AIM -
Reproduce every line of the entries below, requests included, but scale each coordinate in the answers by 2.05 and round it to a whole number, with halves rounding up. Leave the pictures out, and keep the numbers in the requests and their format samples unchanged.

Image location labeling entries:
▶

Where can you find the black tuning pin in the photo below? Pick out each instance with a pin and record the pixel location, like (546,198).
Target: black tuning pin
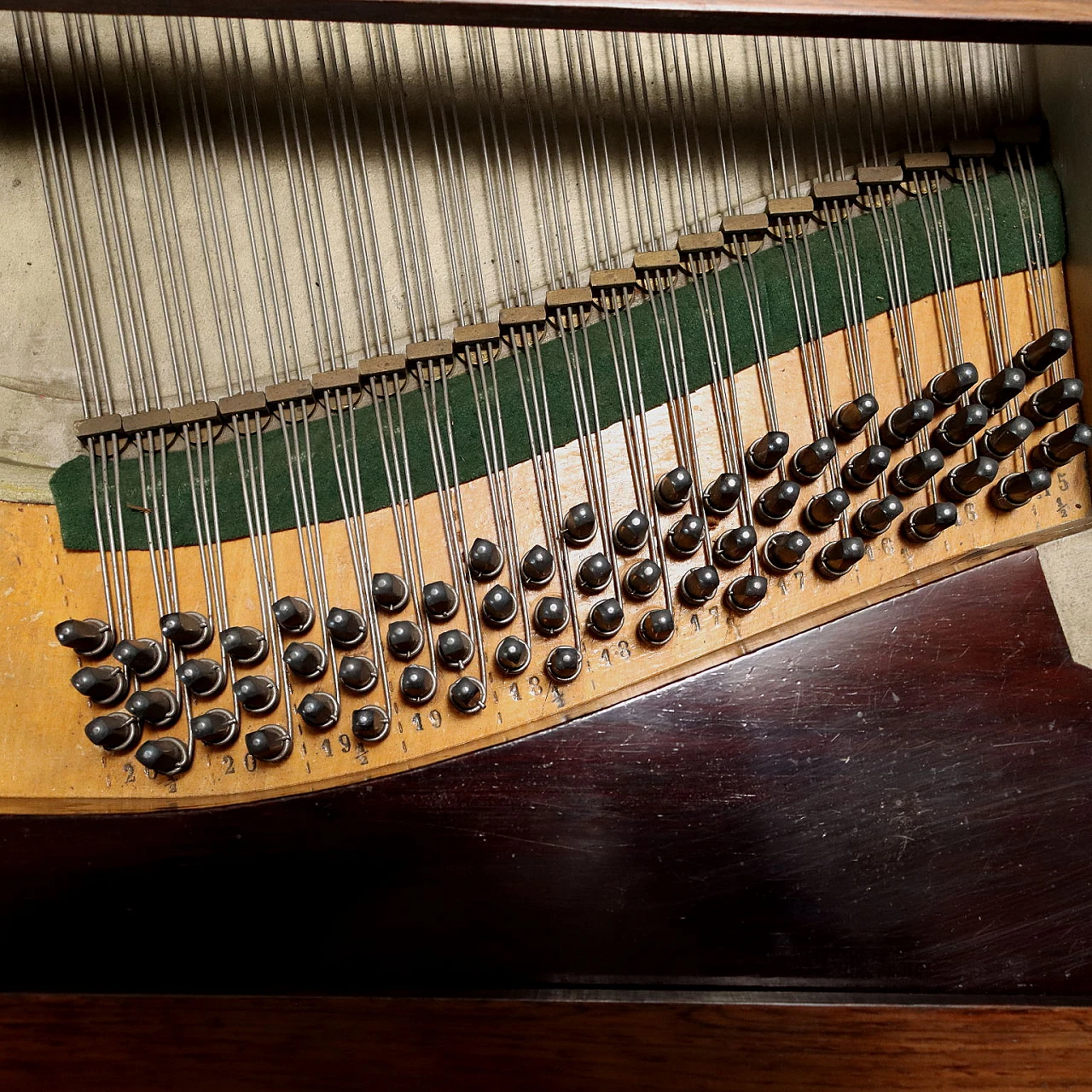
(673,490)
(722,495)
(699,585)
(915,472)
(835,560)
(318,710)
(440,600)
(203,678)
(765,453)
(270,744)
(485,560)
(370,724)
(256,694)
(784,552)
(1014,491)
(467,694)
(735,545)
(346,627)
(142,655)
(102,686)
(776,502)
(537,566)
(455,648)
(115,732)
(417,685)
(244,644)
(357,674)
(949,386)
(924,525)
(851,418)
(745,593)
(970,479)
(306,659)
(605,619)
(166,756)
(1053,401)
(187,630)
(874,517)
(656,627)
(1037,356)
(866,467)
(823,511)
(512,655)
(404,639)
(89,636)
(579,526)
(810,461)
(960,428)
(1064,447)
(155,708)
(389,592)
(293,615)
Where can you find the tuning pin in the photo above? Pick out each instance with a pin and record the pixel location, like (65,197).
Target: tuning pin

◀

RESPONSE TO THIS EXERCISE -
Where can you find the black tuning pin in the photo below? Pick out each instance with a pin and record the pixel location, like (546,198).
Target: black tuning pin
(1380,1005)
(1480,1015)
(1433,1199)
(1876,968)
(1712,1148)
(652,1456)
(902,1230)
(416,1390)
(1568,929)
(554,1525)
(994,1148)
(759,1484)
(525,1423)
(1607,1132)
(2079,1007)
(957,1423)
(1507,1117)
(709,1285)
(291,1343)
(209,1406)
(1591,1029)
(1101,1160)
(933,1328)
(236,1501)
(855,1404)
(500,1320)
(732,1382)
(1945,791)
(1894,1076)
(1745,857)
(1527,1216)
(1989,982)
(627,1351)
(1240,1269)
(340,1550)
(2159,822)
(383,1292)
(1792,1060)
(1345,1285)
(2126,730)
(1775,957)
(1687,1048)
(1050,1343)
(828,1310)
(182,1304)
(1187,1078)
(1661,945)
(1968,877)
(2181,916)
(318,1451)
(797,1214)
(601,1261)
Where can you find the tuning pin in the photo above? Pick out each instance with a pin and record the pixel location, like (65,197).
Target: tuning pin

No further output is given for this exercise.